# SOURCE:
-- START --

Valkey: The New Redis Alternative

What is Redis?

Redis (Remote Dictionary Server) is an open-source, in-memory data structure store that functions as a database, cache, and message broker. Known for its high performance and versatility, Redis supports low-latency operations crucial for real-time applications. At its core, Redis organizes data as key-value pairs but extends its functionality with advanced data structures (ADTs), streaming capabilities, and persistence options.

Redis offers rich data types, including strings, lists, sets, sorted sets, hashes, bitmaps, and hyperloglogs. These enable complex operations like leaderboard maintenance, set intersections, or approximate cardinality estimation. Redis Streams further enhance its capabilities, enabling real-time data processing and message queuing with features like consumer groups, automatic message acknowledgment, and ordered, append-only data logs.

Redis also supports data durability through mechanisms like snapshots (RDB files) and append-only file (AOF) logs. Snapshots provide periodic states of the database, while AOF logs persist each write operation. These features make Redis suitable for both ephemeral and long-term data storage. With additional functionalities like replication, clustering, Lua scripting, and pub/sub messaging, Redis remains a critical component in modern web architectures.

-- END --

# EXERCISE DIRECTIONS:
Repeat the part of the Redis overview that opens with the words "What is Redis?" and closes with "and persistence options.", swapping "message broker" for "message queue".

# GIVEN DATA:
-- START --

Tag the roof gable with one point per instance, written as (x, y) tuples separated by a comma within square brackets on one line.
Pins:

-- END --

# FULL OUTPUT:
What is Redis?

Redis (Remote Dictionary Server) is an open-source, in-memory data structure store that functions as a database, cache, and message queue. Known for its high performance and versatility, Redis supports low-latency operations crucial for real-time applications. At its core, Redis organizes data as key-value pairs but extends its functionality with advanced data structures (ADTs), streaming capabilities, and persistence options.